_EXERCISE OBJECTIVE_: Reproduce every record below, character by character.

================================

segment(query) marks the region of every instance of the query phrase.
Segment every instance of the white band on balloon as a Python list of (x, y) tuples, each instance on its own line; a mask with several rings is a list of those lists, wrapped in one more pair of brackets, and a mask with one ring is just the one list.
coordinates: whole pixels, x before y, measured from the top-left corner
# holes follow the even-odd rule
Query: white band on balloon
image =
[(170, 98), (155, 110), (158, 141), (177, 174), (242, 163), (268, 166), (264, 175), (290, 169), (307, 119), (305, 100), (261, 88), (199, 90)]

================================

_RESULT_:
segment(query) marks the region of every instance of the query phrase.
Segment every instance of the white band on balloon as a Python list of (x, y) tuples, each instance on its own line; a mask with several rings is a list of those lists, wrapped in one more pair of brackets, and a mask with one ring is just the one list.
coordinates: whole pixels, x before y, measured from the top-left corner
# holes follow the even-odd rule
Query: white band on balloon
image =
[(170, 98), (155, 110), (158, 141), (177, 174), (242, 163), (268, 166), (264, 175), (290, 169), (307, 119), (305, 100), (261, 88), (199, 90)]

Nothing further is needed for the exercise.